[Opening The input section]

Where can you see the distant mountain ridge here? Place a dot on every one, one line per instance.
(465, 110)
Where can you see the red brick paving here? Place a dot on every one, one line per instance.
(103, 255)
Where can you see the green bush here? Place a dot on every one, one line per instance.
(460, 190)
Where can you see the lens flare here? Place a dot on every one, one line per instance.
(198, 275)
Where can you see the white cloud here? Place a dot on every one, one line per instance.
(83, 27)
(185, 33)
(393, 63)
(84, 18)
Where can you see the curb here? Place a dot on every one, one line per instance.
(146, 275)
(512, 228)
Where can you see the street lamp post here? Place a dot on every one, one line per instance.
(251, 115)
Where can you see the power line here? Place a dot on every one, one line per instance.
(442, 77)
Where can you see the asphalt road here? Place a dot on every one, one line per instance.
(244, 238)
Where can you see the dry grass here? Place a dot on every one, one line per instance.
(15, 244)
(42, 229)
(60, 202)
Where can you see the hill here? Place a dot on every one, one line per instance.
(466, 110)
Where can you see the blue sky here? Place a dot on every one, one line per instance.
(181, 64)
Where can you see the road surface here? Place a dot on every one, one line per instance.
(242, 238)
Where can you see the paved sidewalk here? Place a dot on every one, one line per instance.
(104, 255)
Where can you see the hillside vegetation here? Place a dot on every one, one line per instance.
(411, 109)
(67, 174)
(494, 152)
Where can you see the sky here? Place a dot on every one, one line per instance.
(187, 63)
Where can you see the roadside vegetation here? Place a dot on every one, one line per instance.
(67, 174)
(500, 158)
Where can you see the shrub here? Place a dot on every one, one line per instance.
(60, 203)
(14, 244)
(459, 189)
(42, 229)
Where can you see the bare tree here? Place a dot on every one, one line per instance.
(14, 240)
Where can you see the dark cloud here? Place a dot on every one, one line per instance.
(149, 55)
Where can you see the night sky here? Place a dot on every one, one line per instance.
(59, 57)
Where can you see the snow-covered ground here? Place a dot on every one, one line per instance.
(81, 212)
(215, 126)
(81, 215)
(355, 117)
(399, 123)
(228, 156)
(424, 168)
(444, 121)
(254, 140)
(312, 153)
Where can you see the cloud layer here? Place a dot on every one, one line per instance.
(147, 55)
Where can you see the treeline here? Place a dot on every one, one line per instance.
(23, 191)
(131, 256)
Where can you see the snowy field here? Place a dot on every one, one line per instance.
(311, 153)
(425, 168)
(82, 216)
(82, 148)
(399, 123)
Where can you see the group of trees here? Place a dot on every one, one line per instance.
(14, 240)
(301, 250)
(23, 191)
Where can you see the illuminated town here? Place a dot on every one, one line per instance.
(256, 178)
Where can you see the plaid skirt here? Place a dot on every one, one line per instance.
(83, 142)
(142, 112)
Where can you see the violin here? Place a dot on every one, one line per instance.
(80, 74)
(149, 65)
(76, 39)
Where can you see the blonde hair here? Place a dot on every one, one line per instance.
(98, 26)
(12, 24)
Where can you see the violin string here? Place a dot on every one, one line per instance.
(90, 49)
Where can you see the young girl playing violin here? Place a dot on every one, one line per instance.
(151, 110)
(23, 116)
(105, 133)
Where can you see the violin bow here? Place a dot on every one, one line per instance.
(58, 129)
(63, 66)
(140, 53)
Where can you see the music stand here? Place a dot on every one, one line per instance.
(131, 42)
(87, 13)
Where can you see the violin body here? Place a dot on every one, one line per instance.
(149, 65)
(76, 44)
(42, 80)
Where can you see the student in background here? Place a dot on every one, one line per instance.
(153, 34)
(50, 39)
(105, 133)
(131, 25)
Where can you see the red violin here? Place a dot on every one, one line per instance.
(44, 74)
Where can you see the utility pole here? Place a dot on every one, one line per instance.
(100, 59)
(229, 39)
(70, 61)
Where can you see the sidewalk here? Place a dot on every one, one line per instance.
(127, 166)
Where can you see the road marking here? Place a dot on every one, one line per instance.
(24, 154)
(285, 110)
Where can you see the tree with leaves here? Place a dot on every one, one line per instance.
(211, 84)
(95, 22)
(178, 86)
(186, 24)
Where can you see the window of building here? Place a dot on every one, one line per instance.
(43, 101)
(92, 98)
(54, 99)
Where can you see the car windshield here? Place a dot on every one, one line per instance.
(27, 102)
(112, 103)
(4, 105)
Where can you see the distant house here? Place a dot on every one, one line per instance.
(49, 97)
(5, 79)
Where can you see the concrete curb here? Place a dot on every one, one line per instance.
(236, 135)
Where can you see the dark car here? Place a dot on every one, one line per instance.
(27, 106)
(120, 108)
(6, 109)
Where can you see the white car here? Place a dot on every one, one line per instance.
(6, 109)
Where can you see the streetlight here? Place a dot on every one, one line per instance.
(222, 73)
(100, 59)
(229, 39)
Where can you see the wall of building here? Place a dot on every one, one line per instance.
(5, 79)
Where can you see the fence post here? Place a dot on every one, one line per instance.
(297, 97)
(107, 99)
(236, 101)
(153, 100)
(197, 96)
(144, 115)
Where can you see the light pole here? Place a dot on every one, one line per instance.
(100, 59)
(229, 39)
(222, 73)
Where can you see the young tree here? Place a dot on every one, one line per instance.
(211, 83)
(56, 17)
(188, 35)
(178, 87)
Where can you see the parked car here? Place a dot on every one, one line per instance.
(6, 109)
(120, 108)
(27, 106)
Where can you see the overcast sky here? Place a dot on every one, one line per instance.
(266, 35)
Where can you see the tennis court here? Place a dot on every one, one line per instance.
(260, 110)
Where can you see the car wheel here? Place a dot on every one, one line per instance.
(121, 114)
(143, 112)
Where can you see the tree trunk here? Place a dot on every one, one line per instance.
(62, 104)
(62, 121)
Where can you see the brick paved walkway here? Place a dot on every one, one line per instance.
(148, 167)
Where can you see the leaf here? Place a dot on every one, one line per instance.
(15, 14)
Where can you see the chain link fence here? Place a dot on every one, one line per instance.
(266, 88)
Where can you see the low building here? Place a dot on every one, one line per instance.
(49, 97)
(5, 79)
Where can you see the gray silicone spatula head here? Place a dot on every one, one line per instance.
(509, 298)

[Closing The input section]

**Prompt**
What you output should match every line above exactly.

**Exercise result**
Where can you see the distant mountain ridge here? Place a dot on every one, one line per instance.
(465, 110)
Where can you see the red brick paving here? Place a dot on every one, one line per instance.
(103, 255)
Where can you see the green bush here? Place a dot on every one, one line per instance.
(460, 190)
Where can you see the lens flare here? Place a dot on every one, one line per instance.
(198, 275)
Where can you see the white cloud here? Place a dot on every one, one line per instance.
(83, 27)
(185, 33)
(393, 63)
(84, 18)
Where can you see the curb here? Place a dot on every one, one line per instance.
(146, 275)
(512, 228)
Where can you see the street lamp post here? Place a dot on every one, one line per instance.
(251, 115)
Where can you see the power line here? Place a dot on every one, one line per instance.
(442, 77)
Where can you see the asphalt road here? Place a dot on every one, one line per instance.
(244, 238)
Where can you see the dry grass here? Place a dot on every one, one line per instance.
(15, 244)
(42, 229)
(60, 202)
Where can you see the hill here? Place a dot on every one, one line per instance.
(466, 110)
Where can you see the blue sky here? Place a dot on every one, one line per instance.
(181, 64)
Where can you see the road surface here? Place a dot on every one, one line per instance.
(242, 238)
Where can you see the paved sidewalk here? Place a dot on every one, one line per instance.
(104, 255)
Where can you see the hillside vegetation here? Place a dot on every one, one line per instance.
(411, 109)
(67, 174)
(494, 152)
Where can you see the sky here? Place a dot on every one, one line per instance.
(187, 63)
Where can you see the roadside vegetation here? Place a dot on every one, one line per instance.
(67, 174)
(500, 158)
Where can you see the shrub here? Place a dot on every one, one line per instance.
(60, 203)
(14, 244)
(459, 189)
(42, 229)
Where can you see the bare tree here? Place a dot on every one, one line per instance.
(14, 240)
Where can you see the dark cloud here? Place a dot on every one, one line per instance.
(149, 55)
Where can you see the night sky here? Place a dot on every one, one line per instance.
(59, 57)
Where can you see the snow-covered ground here? Place a dot on every one, one line per instance.
(81, 212)
(215, 126)
(81, 215)
(355, 117)
(399, 123)
(228, 156)
(424, 168)
(444, 121)
(254, 140)
(312, 153)
Where can you see the cloud layer here? Place a dot on every one, one line per instance.
(147, 55)
Where can you see the treeline here? Place a dot on every one, one line per instance.
(23, 191)
(131, 256)
Where can you see the snowy field here? Place a dot on every one, one line per instance.
(311, 153)
(425, 168)
(82, 216)
(82, 148)
(399, 123)
Where can you see the group of trees here? Place a dot on every one, one line per instance.
(14, 240)
(301, 250)
(23, 191)
Where can you see the illuminated town here? Place a dot on every one, one line per instance.
(256, 178)
Where can you see the plaid skirt here? Place a dot on every one, one line per instance.
(83, 142)
(142, 112)
Where can you see the violin here? Place a dot on every one, one line per instance.
(80, 74)
(149, 65)
(76, 39)
Where can you see the blonde hair here? Place a dot on every one, one line per instance.
(98, 26)
(12, 24)
Where can you see the violin string here? Place a dot on every one, one line per instance.
(90, 49)
Where can you see the young girl playing violin here? Place a dot on every one, one line per instance.
(151, 110)
(23, 116)
(105, 133)
Where can you see the violin bow here? Place a dot on every one, one line per instance.
(58, 129)
(63, 66)
(140, 53)
Where can you see the music stand here? Place a dot on every one, one line per instance.
(131, 42)
(87, 13)
Where can you see the violin body here? Place a dot on every one, one line per instance.
(149, 65)
(76, 44)
(42, 80)
Where can you see the student in background here? Place a dot on every one, one line per instance.
(153, 34)
(50, 39)
(105, 133)
(131, 25)
Where can you see the red violin here? Place a dot on every one, one line per instance.
(44, 74)
Where can you see the utility pole here? Place a dot on every one, one line per instance.
(100, 59)
(229, 39)
(70, 61)
Where can you see the sidewalk here? Place a dot on every one, one line per instance.
(127, 166)
Where can you see the road marking here? Place a dot on every one, one line per instance.
(24, 154)
(285, 110)
Where can you see the tree with leaves here? Place a dot on every one, one line per instance.
(211, 84)
(95, 22)
(178, 86)
(186, 24)
Where can you see the window of building here? Place a dot on every one, one line per instance.
(43, 101)
(92, 98)
(54, 99)
Where can you see the car windshield here? Place a dot on every one, one line per instance.
(27, 102)
(112, 103)
(4, 105)
Where can you see the distant house here? Place a dot on every one, one line per instance.
(49, 97)
(5, 79)
Where can you see the concrete curb here? Place a dot on every one, one line per instance.
(236, 135)
Where can you see the dark car here? Place a dot on every one, one line per instance.
(27, 106)
(120, 108)
(6, 109)
Where can you see the white car here? Place a dot on every one, one line per instance.
(6, 109)
Where can you see the streetlight here? Place a dot on every one, one line per instance.
(222, 73)
(100, 59)
(229, 39)
Where can you see the wall of building here? Place a dot on every one, one line per instance.
(5, 79)
Where can you see the fence post here? Place a dot on every one, one line per instance.
(297, 97)
(107, 99)
(236, 101)
(153, 100)
(197, 96)
(144, 115)
Where can you see the light pole here? Place a dot on every one, one line per instance.
(100, 59)
(229, 39)
(222, 73)
Where can you see the young tree here? Place a dot on every one, one line per instance.
(211, 83)
(56, 17)
(188, 35)
(178, 87)
Where can you see the parked car here? Place a dot on every one, one line per instance.
(6, 109)
(120, 108)
(27, 106)
Where can you see the overcast sky here? Place a dot on every one, one line per instance.
(266, 35)
Where can you see the tennis court here? Place a dot on every one, one line per instance.
(260, 110)
Where can you see the car wheel here? Place a dot on every one, one line per instance.
(121, 114)
(143, 112)
Where can you see the tree trunk here? Place a dot on every one, one line per instance.
(62, 104)
(62, 121)
Where can you see the brick paved walkway here? Place a dot on every one, one line per instance.
(148, 167)
Where can you see the leaf here? Place a dot on every one, one line per instance.
(15, 14)
Where can you see the chain link fence here? Place a dot on every one, one line per instance.
(266, 88)
Where can you see the low building here? Place a dot on every one, one line per instance.
(49, 97)
(5, 79)
Where can you see the gray silicone spatula head here? Place a dot on every one, one line per instance.
(509, 298)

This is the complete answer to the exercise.